Source material below:
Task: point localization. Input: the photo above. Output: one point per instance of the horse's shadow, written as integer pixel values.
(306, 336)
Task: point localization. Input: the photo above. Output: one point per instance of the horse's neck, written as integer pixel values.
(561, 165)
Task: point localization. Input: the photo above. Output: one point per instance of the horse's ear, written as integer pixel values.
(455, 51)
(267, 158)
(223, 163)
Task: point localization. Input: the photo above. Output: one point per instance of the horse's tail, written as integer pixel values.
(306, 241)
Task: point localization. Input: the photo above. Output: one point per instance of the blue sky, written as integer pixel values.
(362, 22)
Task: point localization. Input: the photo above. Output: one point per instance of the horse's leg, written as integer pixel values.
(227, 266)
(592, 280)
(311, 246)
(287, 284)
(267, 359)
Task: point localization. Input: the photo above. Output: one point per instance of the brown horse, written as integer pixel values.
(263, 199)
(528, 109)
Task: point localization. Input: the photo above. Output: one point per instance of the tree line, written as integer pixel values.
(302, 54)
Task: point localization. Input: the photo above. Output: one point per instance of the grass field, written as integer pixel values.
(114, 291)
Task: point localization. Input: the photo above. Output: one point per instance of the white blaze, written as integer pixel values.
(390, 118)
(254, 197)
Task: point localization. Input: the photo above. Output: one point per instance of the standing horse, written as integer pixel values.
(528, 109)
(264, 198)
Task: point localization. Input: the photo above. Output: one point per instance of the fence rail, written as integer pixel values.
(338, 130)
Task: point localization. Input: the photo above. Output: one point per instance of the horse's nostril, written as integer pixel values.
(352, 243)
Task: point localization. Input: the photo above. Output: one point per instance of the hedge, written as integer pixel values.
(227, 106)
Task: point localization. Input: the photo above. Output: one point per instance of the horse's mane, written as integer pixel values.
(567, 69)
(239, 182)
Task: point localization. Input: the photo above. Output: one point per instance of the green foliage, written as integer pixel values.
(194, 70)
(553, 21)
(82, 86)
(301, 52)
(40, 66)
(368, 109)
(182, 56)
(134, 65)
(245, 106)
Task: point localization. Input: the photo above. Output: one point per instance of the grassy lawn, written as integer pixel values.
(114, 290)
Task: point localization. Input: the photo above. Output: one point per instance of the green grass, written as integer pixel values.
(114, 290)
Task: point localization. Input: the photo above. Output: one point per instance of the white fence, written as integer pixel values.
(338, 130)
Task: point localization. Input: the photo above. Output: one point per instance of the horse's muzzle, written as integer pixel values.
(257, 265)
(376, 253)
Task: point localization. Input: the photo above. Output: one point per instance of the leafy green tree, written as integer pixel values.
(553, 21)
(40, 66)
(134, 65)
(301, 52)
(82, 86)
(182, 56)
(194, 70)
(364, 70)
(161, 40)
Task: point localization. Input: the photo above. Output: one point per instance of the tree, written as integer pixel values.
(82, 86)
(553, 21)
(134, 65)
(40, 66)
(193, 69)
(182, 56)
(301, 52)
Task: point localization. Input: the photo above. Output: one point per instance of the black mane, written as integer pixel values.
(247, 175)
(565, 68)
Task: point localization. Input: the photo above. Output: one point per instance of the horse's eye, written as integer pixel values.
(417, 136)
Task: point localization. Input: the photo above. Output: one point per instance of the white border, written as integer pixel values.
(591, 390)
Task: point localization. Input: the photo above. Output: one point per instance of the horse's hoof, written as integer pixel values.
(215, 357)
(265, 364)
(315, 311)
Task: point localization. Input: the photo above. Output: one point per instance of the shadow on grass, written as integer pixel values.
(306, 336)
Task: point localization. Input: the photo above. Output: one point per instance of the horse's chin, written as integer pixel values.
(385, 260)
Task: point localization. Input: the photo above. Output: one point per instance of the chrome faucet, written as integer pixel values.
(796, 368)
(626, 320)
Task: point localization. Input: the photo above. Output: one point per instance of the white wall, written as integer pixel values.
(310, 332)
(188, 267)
End of Source material.
Instructions for the task: Reproduce the entries in full, exactly as written.

Worked solution:
Task: point localization. Input: the photo above. Output: one point per instance of the horse's shadow, written as integer pixel values.
(306, 336)
Task: point localization. Input: the photo above. Output: one point per instance of the horse's neck, written as integer pixel values.
(561, 165)
Task: point localization. Input: the photo above. Output: one point per instance of the horse's ear, written as integer pixel values.
(455, 51)
(267, 158)
(223, 163)
Task: point localization. Input: the photo above. Output: one point per instance of the horse's tail, written as integer pixel values.
(306, 241)
Task: point localization. Input: the photo above. Output: one point per instance of the blue sky, written as integer pixel values.
(362, 22)
Task: point localization. Input: the photo above. Output: one point per instance of the horse's leg, written as integer pixel values.
(227, 266)
(592, 280)
(311, 246)
(287, 284)
(267, 359)
Task: point localization. Input: the photo above. Output: one point per instance of the brown horse, written as integer pixel values.
(263, 199)
(528, 109)
Task: point localization. Input: the photo above. Output: one point per instance of the tree line, written as integer pixel values.
(302, 54)
Task: point localization. Input: the photo above. Output: one point per instance of the grass field, written as integer pixel values.
(114, 291)
Task: point localization. Input: the photo above. Output: one point per instance of the white blaze, written as integer pixel values.
(390, 118)
(254, 197)
Task: point localization. Input: the photo above. Output: one point per instance of the standing horse, written as integer pixel values.
(528, 109)
(264, 198)
Task: point localization. Input: the photo above. Output: one point per instance of the fence rail, written as integer pixel values.
(338, 130)
Task: point localization. Input: the photo above. Output: one point per instance of the horse's nostril, written as integer pixel values.
(352, 243)
Task: point localization. Input: the photo above. Output: one point per instance of the hedge, written as integer pixel values.
(227, 106)
Task: point localization. Input: the photo above. Output: one point per instance of the horse's mane, written as integer pixel values.
(567, 69)
(239, 182)
Task: point localization. Input: the photo above. Output: one point per instance of the green foliage, written as integer pixel values.
(194, 70)
(553, 21)
(82, 86)
(301, 52)
(40, 66)
(368, 109)
(182, 56)
(134, 65)
(245, 106)
Task: point localization. Input: the photo above. Output: one point per instance of the grassy lawn, written as integer pixel values.
(114, 290)
Task: point localization. Input: the photo above. Output: one point per instance of the green grass, written as integer pixel values.
(114, 290)
Task: point localization. Input: the photo above. Output: one point per instance of the white fence, written as integer pixel values.
(338, 130)
Task: point localization. Input: the photo above. Output: one point per instance of the horse's muzzle, written as integer pixel values.
(257, 265)
(376, 253)
Task: point localization. Input: the photo above. Output: one point per instance of the leafy green tree, written as integer pixel values.
(553, 21)
(40, 66)
(134, 65)
(301, 52)
(82, 86)
(182, 56)
(194, 70)
(364, 70)
(161, 40)
Task: point localization. Input: the photo above. Output: one point per instance of the tree, written as integer pixel values.
(82, 86)
(553, 21)
(134, 65)
(40, 66)
(193, 69)
(182, 56)
(301, 52)
Task: point localization. Input: the photo above. Output: one point per instance of the black mane, written as integer pixel values.
(247, 175)
(565, 68)
Task: point localization. Input: the photo above. Output: one point per instance of the horse's eye, written as integer pixel values.
(417, 136)
Task: point localization. Input: the photo above. Output: one point per instance of the white border, written as integer pixel values.
(591, 390)
Task: point localization. Input: the photo above. Output: one point per instance of the horse's hoof, written as integer pixel values.
(215, 357)
(265, 364)
(315, 311)
Task: point localization. Input: the photo above. Output: one point per instance of the shadow on grass, written as integer pixel values.
(306, 336)
Task: point localization. Input: the photo above. Output: one point per instance of the horse's chin, written as integer pixel values.
(385, 260)
Task: point localization. Input: the photo above. Output: one point per instance of the chrome faucet, written as integer pixel values.
(796, 368)
(626, 320)
Task: point localization. Input: the photo above. Output: one point per instance of the white wall, written as integer pixel values.
(310, 332)
(188, 267)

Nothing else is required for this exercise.